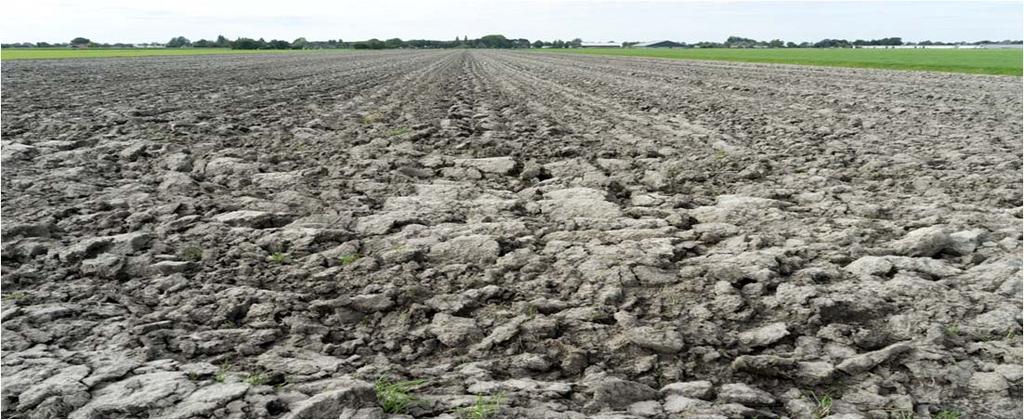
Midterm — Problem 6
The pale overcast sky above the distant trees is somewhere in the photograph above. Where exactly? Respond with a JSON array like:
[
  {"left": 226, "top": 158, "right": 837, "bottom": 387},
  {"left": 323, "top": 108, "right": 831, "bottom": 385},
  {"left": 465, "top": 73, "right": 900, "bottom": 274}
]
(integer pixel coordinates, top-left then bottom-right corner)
[{"left": 0, "top": 0, "right": 1024, "bottom": 43}]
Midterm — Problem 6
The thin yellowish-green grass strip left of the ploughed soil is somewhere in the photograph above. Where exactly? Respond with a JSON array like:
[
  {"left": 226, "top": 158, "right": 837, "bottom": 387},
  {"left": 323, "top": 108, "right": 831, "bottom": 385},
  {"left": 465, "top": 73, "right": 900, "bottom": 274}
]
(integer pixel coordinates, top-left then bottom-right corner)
[{"left": 0, "top": 48, "right": 334, "bottom": 60}]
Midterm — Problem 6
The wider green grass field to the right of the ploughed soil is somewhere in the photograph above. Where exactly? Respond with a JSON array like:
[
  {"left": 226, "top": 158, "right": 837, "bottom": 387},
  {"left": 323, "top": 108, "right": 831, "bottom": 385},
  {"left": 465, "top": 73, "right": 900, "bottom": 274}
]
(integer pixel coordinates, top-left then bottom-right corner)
[{"left": 543, "top": 48, "right": 1024, "bottom": 76}]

Work item: Would you copy out all the data exactly, without the images?

Answer box:
Midterm — Problem 6
The pale overcast sky above the distant trees is somewhere in the photograph above. Where exactly? Respond with a JSON array like:
[
  {"left": 226, "top": 158, "right": 837, "bottom": 387},
  {"left": 323, "top": 108, "right": 831, "bottom": 385},
  {"left": 465, "top": 73, "right": 900, "bottom": 274}
]
(integer pixel coordinates, top-left then bottom-right corner)
[{"left": 0, "top": 0, "right": 1024, "bottom": 43}]
Midterm — Problem 6
The thin yellowish-green grass strip left of the ploughed soil is somewhere in the photograph above. Where exactly? Respond with a JSON array like:
[
  {"left": 226, "top": 158, "right": 837, "bottom": 387},
  {"left": 323, "top": 108, "right": 831, "bottom": 385},
  {"left": 465, "top": 73, "right": 900, "bottom": 274}
]
(integer pixel coordinates, top-left then bottom-right corner)
[{"left": 0, "top": 48, "right": 334, "bottom": 60}]
Midterm — Problem 6
The wider green grass field to the right of the ploughed soil is somewhere in the photograph above. Where exactly? Respond with a JSON array like:
[
  {"left": 226, "top": 158, "right": 837, "bottom": 387},
  {"left": 323, "top": 108, "right": 831, "bottom": 385},
  {"left": 465, "top": 73, "right": 900, "bottom": 274}
]
(integer pixel coordinates, top-left then bottom-right corner)
[{"left": 543, "top": 48, "right": 1024, "bottom": 76}]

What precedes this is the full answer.